» Exercise requirements
#1 In the thread on ASCII characters below, do these statements agree with the text? (a) The original poster wants the characters filtered out in another process. (b) The first reply says the ^E's are probably carriage returns. (c) The second reply says a byte value in the range 20 to 7E represents itself. Answer yes or no for each and quote the deciding words.
#2 Which byte ranges does the last reply in the ASCII thread below give in hexadecimal, in the form "X to Y"? List all of them.
## BEGIN Text block
What is ASCII character?

10-31-2012

ken002

Guest

n/a, 0

Posts: n/a

What is ASCII character?

Hi Guru,

I have put one post yesterday and get answer. thanks for your help.

my question today is: what is ascii character for following non printable characters: ( we need filter these characters out in another process)
^MM-^E^MM-^E.

Old post link: https://www.unix.com/shell-programmin...haracters.html

Thanks in advance

Smilie

ken002

10-31-2012

Registered User

23,310, 4,623

Join Date: Aug 2005

Last Activity: 7 July 2020, 11:47 AM EDT

Location: Saskatchewan

Posts: 23,310

Thanks Given: 1,331

Thanked 4,623 Times in 4,217 Posts

This is the kind of situation we'd need to see an attachment. The ^M's are probably carriage returns, the ^E's are probably escapes, but if this junk is color escape sequences and such like I suspect it is, there's bound to be more.

Corona688

View Public Profile for Corona688

Visit Corona688's homepage!

Find all posts by Corona688

10-31-2012

Registered User

3,231, 978

Join Date: Dec 2009

Last Activity: 11 June 2014, 8:40 PM EDT

Posts: 3,231

Thanks Given: 179

Thanked 978 Times in 791 Posts

Assuming that ^MM-^E^MM-^E is using the usual scheme to represent non-printable characters:

For the first block of control characters and the del character:
A byte value of B in the range 00 to 1F and 7F (in decimal, 0 to 31 and 127) is represented by ^X where B = (X+64)%128. Except for 7F, this is equivalent to B = X-64

Analogously, for the second block of control characters and the highest valued byte:
A byte value of B in the range 80 to 9F and FF (in decimal,128 to 159 and 255) is represented by M-^X where B = (X+64)%256. Except for FF, this is equivalent to B = X+64

This leaves two ranges. 20 to 7E (in decimal 32 to 126) are the printable characters (including alphanumerics and punctuation). A byte value in this range represents itself. Its high order counterpart is A0 to FE (in decimal, 160 to 254). A byte value, B, in this range, B, is represented by M-X, where B = X+128.
## END Text block
## BEGIN Data shown
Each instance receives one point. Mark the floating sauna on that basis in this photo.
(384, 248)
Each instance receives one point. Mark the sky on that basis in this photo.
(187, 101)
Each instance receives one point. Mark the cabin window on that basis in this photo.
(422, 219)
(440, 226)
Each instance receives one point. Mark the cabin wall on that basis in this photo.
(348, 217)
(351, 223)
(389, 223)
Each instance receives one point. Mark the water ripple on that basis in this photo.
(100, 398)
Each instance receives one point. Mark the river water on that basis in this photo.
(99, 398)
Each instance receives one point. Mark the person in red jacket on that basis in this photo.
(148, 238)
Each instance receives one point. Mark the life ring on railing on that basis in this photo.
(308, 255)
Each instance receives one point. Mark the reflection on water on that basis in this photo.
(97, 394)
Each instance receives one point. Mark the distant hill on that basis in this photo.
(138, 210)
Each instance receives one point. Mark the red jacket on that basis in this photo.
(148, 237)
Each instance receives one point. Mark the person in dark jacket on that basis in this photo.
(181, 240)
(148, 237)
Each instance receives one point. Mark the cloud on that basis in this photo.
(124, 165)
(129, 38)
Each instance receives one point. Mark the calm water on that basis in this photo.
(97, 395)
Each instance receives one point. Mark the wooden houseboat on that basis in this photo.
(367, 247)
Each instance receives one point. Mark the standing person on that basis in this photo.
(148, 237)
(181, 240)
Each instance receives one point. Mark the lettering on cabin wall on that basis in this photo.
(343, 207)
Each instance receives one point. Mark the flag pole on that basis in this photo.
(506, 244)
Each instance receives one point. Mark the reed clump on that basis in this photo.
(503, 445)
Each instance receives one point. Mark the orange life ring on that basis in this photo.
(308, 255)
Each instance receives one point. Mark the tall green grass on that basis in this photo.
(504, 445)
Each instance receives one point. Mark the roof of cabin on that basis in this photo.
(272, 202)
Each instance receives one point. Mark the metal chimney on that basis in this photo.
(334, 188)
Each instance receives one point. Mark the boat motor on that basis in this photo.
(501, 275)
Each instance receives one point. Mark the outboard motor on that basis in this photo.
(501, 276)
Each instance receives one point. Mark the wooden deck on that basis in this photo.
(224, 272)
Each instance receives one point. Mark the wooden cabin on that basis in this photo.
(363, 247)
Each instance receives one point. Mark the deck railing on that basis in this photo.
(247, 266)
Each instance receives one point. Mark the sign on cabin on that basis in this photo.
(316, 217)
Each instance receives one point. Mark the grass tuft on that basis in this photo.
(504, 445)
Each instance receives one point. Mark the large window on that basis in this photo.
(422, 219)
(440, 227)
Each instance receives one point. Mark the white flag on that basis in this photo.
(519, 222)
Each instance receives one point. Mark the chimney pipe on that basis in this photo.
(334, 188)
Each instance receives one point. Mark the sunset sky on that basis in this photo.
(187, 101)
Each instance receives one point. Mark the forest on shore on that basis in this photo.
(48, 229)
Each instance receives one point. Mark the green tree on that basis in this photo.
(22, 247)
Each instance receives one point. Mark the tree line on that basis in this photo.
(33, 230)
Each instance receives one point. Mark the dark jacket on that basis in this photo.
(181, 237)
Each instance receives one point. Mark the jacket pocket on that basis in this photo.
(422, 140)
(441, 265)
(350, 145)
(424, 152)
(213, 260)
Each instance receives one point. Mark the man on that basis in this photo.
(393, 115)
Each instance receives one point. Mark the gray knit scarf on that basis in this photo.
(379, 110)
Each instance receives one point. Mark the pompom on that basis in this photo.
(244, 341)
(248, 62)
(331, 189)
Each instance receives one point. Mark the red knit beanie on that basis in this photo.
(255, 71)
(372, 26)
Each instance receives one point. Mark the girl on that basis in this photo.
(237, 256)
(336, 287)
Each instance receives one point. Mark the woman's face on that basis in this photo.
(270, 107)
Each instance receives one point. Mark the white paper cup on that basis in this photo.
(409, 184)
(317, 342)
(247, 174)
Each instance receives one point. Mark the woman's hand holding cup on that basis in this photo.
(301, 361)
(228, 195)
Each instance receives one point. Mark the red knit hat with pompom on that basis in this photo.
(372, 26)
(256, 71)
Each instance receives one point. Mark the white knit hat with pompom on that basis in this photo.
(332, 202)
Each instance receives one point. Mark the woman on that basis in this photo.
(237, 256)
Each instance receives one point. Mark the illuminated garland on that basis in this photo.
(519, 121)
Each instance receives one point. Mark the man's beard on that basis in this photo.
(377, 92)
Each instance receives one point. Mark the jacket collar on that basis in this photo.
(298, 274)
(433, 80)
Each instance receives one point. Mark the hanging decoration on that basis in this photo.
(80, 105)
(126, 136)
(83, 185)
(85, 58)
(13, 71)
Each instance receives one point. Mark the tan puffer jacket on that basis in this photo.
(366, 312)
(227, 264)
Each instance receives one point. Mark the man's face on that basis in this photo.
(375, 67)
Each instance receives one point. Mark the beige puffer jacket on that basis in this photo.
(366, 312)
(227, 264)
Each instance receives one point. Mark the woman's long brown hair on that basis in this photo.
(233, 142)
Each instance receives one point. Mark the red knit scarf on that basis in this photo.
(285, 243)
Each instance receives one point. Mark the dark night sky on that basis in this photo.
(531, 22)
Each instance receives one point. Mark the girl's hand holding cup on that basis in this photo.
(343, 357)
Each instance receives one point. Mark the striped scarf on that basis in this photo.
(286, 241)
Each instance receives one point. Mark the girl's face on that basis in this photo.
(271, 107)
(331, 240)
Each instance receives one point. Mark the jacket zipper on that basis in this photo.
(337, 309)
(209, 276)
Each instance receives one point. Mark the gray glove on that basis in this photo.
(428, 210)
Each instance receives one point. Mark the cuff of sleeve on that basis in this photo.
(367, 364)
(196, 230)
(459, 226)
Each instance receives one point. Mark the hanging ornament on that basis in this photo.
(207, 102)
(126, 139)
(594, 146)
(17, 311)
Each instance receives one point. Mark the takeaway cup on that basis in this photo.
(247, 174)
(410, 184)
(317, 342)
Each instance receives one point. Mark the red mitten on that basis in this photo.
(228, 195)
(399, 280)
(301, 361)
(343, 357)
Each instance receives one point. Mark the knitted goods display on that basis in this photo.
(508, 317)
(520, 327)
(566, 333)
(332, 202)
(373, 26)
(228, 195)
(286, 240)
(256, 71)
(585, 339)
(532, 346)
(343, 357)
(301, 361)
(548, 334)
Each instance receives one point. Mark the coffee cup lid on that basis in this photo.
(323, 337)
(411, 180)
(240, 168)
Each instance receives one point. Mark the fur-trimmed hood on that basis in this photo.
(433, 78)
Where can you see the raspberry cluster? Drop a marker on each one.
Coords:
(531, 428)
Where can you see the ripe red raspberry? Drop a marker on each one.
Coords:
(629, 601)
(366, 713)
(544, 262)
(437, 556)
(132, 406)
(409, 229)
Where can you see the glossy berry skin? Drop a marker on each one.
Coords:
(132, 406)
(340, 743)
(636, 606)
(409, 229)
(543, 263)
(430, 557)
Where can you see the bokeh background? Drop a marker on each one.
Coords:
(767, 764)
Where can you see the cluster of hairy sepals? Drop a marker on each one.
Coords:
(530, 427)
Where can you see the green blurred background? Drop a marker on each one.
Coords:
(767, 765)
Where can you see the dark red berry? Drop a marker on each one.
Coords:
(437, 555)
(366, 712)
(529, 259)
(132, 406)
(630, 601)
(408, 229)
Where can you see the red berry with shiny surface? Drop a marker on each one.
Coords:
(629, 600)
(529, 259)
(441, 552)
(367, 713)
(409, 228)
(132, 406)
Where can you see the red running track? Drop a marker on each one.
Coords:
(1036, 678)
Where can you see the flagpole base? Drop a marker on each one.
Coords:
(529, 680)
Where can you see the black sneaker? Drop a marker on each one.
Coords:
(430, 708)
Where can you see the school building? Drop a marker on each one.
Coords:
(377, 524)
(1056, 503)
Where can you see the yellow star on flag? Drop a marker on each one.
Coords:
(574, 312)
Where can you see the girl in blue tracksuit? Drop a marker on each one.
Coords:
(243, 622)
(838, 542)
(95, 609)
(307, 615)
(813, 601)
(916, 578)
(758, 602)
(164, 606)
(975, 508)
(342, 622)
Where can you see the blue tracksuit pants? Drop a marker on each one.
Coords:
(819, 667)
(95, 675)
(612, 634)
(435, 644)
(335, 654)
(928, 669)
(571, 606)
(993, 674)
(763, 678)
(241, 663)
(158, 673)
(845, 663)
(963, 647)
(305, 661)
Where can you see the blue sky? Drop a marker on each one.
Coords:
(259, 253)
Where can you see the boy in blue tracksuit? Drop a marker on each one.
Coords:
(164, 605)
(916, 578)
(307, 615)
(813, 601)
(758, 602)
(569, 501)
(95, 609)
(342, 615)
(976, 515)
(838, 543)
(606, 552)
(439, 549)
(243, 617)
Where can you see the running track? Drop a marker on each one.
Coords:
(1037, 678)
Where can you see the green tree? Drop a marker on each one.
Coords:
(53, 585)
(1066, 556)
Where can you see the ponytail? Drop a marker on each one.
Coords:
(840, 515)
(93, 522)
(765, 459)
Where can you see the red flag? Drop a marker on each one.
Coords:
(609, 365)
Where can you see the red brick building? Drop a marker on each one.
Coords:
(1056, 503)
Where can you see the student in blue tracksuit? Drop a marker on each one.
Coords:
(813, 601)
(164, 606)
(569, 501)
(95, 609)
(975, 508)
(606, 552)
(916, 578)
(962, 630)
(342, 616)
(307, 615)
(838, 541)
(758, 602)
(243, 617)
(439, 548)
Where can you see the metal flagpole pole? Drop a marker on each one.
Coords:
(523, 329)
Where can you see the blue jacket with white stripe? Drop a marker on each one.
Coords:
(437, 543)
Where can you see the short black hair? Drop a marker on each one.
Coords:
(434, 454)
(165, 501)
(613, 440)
## END Data shown
» Solution list
#1
(a) Yes: "we need filter these characters out in another process"
(b) No: "the ^E's are probably escapes"
(c) Yes: "A byte value in this range represents itself."

#2
00 to 1F
80 to 9F
20 to 7E
A0 to FE